### Work required:
Take the entries below and give them back exactly. Leave out nothing.

*** Opening Record excerpts ***

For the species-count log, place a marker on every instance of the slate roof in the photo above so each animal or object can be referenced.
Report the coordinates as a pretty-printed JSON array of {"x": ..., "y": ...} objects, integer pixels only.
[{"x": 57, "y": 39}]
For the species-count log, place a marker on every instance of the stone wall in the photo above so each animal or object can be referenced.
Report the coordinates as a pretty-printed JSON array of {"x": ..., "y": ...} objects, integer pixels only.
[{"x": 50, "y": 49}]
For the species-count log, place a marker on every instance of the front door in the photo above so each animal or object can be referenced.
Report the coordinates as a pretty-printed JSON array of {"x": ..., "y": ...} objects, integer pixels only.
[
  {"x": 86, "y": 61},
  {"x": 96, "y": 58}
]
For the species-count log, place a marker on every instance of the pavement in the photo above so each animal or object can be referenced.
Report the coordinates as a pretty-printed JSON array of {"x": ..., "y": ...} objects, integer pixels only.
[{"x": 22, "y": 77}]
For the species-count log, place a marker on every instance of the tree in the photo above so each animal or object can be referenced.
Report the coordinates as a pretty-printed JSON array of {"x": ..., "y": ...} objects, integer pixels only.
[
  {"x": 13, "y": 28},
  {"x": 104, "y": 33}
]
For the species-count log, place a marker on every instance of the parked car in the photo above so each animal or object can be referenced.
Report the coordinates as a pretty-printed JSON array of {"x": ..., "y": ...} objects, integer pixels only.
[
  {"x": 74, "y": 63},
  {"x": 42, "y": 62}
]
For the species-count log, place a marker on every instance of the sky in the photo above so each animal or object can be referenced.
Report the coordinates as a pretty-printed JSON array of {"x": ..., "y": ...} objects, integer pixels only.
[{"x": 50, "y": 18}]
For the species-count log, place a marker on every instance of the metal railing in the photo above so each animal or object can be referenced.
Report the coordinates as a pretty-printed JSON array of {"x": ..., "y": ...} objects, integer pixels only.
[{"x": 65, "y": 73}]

*** Closing Record excerpts ***

### Solved exercise:
For the species-count log, place a marker on every instance of the slate roof in the photo above so each animal or object can be referenced.
Report the coordinates as a pretty-printed JSON array of {"x": ..., "y": ...} objects, integer pixels only.
[{"x": 57, "y": 39}]
For the species-count log, place a marker on every instance of the stone wall in the photo above so each animal or object can be referenced.
Report the coordinates as a pretty-printed JSON array of {"x": ..., "y": ...} objects, integer pixels only.
[{"x": 50, "y": 49}]
For the species-count log, place a marker on every instance of the front door in the photo above so each animal or object can be referenced.
Report the coordinates as a pretty-printed JSON array of {"x": ..., "y": ...} objects, integer pixels only.
[
  {"x": 86, "y": 61},
  {"x": 96, "y": 58}
]
For the species-count log, place a marker on every instance of the pavement in the photo above so each animal or object can be referenced.
Report the coordinates as a pretty-printed JSON array of {"x": ..., "y": ...} objects, integer pixels only.
[{"x": 22, "y": 77}]
For the species-count log, place a marker on every instance of the tree in the photo above so each animal or object can be referenced.
Report the coordinates as a pretty-printed JSON array of {"x": ..., "y": ...} objects, integer pixels only.
[
  {"x": 13, "y": 28},
  {"x": 104, "y": 33}
]
For the species-count log, place a marker on every instance of the parked car in the photo above so each animal or object can be referenced.
Report the coordinates as a pretty-printed JSON array of {"x": ..., "y": ...} objects, integer pixels only.
[
  {"x": 74, "y": 63},
  {"x": 42, "y": 62}
]
For the species-count log, place a marker on every instance of the sky in the photo above so each animal or object can be referenced.
Report the coordinates as a pretty-printed JSON array of {"x": ..., "y": ...} objects, integer pixels only.
[{"x": 50, "y": 18}]
For the species-count log, place a marker on every instance of the metal railing in the photo above so each animal or object can be referenced.
Report the coordinates as a pretty-printed JSON array of {"x": ..., "y": ...} objects, integer pixels only.
[{"x": 65, "y": 73}]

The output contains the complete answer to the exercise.